TRECHO SELECIONADO:
===============
Crescemos 2,9%. A inflação está controlada. O desemprego está caindo. Nós temos o menor desemprego dos últimos 10 anos. Numa demonstração de que as coisas estão andando, no Brasil as pessoas precisam aprender a utilizar a macroeconomia, que o mercado tanto discute através da imprensa, mas discutir a microeconomia, que é o chamado pequeno crédito para milhões de pessoas nesse país, que faz a economia funcionar.
Eu digo sempre, e vou terminar para deixar vocês perguntarem, eu digo sempre que um mundo em que poucos têm muito dinheiro, o resultado da sociedade é miséria, é analfabetismo, é prostituição, é fome, é desemprego. Mas num mundo em que todos têm um pouco, é exatamente o contrário. A sociedade vira uma sociedade de classe média, a sociedade pode consumir, a sociedade pode almoçar fora, a sociedade pode viver dignamente.
===============
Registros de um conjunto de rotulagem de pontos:
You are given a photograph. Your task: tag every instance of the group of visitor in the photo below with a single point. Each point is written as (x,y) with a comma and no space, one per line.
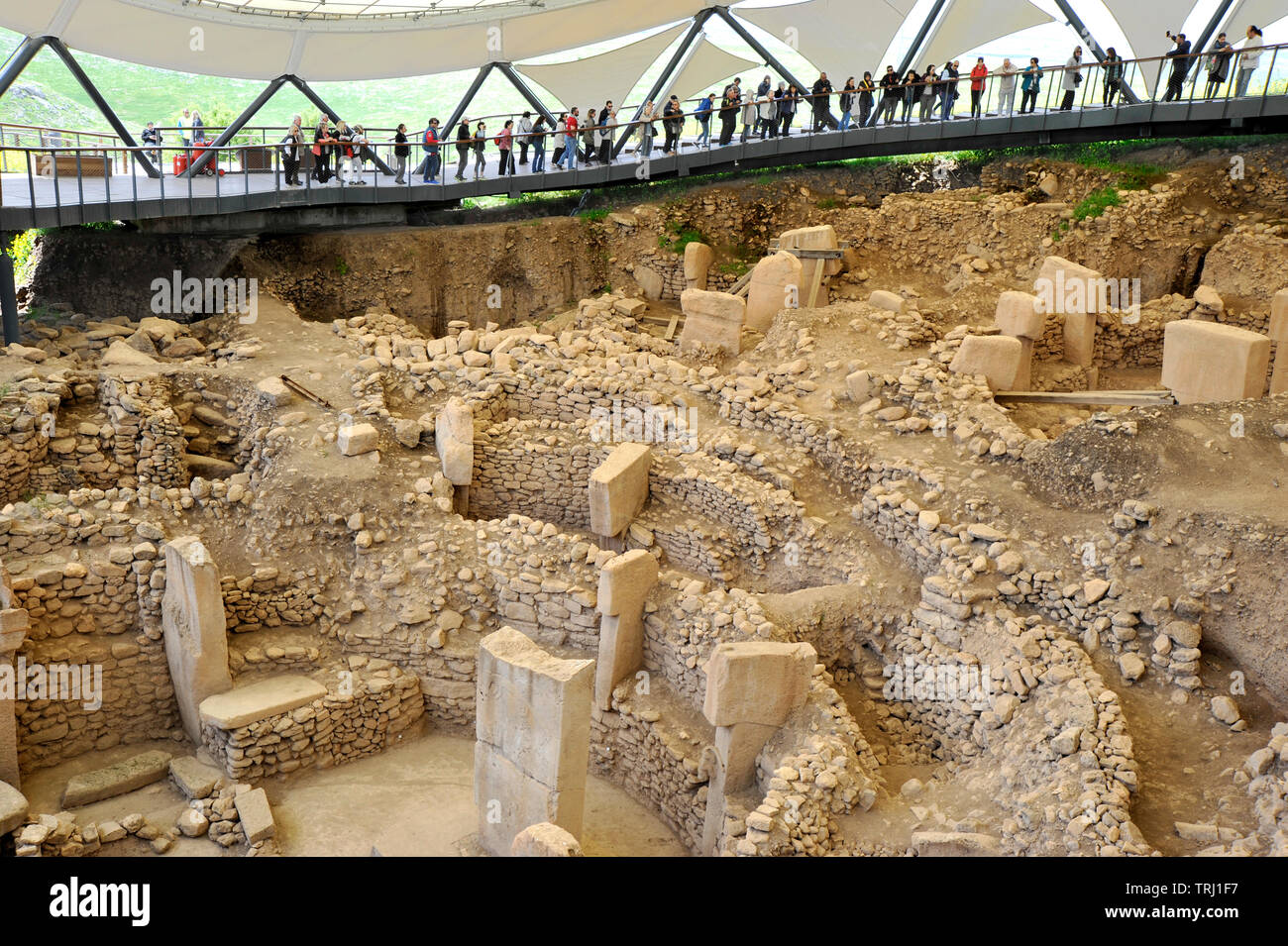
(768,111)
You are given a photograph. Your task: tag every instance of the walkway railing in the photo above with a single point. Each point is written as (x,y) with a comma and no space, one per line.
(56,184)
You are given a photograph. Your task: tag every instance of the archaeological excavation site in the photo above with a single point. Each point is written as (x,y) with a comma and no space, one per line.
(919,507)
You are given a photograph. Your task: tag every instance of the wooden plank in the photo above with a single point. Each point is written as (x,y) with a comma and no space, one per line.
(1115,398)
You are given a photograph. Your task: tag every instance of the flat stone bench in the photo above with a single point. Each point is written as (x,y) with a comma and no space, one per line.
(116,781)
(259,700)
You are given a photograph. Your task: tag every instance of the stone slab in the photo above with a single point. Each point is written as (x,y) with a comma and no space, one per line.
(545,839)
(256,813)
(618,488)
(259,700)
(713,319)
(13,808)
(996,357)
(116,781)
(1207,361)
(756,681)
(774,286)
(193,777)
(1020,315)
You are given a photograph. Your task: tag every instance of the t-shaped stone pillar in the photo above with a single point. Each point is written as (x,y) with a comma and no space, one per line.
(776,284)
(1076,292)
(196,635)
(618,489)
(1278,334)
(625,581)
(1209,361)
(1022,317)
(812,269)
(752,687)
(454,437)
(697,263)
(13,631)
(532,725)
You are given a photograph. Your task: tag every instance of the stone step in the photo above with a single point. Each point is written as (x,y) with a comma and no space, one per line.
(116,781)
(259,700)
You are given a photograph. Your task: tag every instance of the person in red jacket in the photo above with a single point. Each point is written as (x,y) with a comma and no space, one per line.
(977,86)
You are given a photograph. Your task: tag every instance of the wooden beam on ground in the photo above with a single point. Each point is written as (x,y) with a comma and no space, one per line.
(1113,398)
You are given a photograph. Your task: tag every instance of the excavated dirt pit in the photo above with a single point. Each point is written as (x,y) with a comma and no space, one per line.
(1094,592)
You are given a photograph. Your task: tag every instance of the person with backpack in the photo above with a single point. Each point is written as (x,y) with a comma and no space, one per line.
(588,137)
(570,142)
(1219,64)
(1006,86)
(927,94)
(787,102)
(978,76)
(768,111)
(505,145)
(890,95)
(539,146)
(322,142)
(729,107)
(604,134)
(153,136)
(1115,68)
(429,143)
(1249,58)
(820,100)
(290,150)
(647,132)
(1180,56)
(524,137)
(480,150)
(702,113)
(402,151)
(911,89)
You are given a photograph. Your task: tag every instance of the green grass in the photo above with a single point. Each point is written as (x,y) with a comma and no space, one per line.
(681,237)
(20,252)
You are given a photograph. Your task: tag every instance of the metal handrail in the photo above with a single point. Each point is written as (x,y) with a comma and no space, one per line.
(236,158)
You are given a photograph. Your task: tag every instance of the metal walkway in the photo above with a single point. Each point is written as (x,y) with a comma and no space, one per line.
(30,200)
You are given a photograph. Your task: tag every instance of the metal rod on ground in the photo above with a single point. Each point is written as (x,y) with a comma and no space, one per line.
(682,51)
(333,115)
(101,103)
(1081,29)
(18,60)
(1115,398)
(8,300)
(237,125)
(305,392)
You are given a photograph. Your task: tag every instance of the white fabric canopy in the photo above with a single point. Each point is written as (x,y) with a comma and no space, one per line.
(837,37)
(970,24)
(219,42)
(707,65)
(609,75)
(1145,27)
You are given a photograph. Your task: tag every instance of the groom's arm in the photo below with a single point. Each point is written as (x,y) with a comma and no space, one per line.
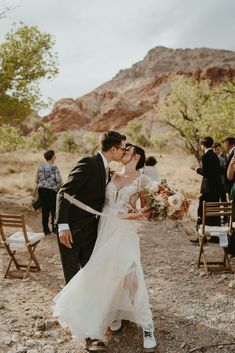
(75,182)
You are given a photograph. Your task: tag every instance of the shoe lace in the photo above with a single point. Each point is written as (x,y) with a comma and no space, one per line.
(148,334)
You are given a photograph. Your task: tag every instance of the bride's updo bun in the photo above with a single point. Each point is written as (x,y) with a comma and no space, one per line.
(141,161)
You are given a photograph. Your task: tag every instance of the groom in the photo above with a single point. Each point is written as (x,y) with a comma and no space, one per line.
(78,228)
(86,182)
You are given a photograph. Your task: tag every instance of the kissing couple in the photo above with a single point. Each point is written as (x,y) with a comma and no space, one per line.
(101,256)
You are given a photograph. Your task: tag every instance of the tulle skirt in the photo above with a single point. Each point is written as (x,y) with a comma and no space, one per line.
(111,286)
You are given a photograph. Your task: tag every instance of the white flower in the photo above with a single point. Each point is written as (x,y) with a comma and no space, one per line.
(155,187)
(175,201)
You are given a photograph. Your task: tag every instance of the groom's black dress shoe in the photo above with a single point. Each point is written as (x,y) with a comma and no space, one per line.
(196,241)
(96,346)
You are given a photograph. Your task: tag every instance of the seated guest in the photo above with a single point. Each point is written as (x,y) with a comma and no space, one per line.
===============
A TAREFA: Escreva a continuação do discurso sobre crescimento econômico e distribuição de renda, começando logo depois da última frase do trecho selecionado.

RESULTADO DA TAREFA:
Então, esse conceito de repartição das coisas, de quem tem muito para favorecer aqueles que não têm nada, não é nem uma questão política ideológica, é uma questão bíblica. Todo mundo sabe que foi por isso que os poderosos quiseram nem que Jesus Cristo nascesse.
Então, dito isso, eu me coloco à disposição de vocês para vocês fazerem as perguntas que vocês vieram fazer aqui. Eu não sei se falta alguma coisa para falar para vocês. A bandeira é mais ou menos isso que eu falei pra vocês: a aliança global contra a fome e a pobreza, a questão da governança mundial, a questão da transição energética. São temas importantes que eu não sei se interessam para vocês, mas eu quero dizer que eu estou à inteira disposição.
Jornalista Chen Weihua: Bom dia, presidente. Meu nome é Chen Weihua. Sou correspondente da agência de notícias chinesa Xinhua. Nos últimos anos, a China e o Brasil realizam vários intercâmbios e trocas de experiências em áreas como a combate à fome e à redução da pobreza. E este ano marca os 50 anos de relações bilaterais entre a China e o Brasil.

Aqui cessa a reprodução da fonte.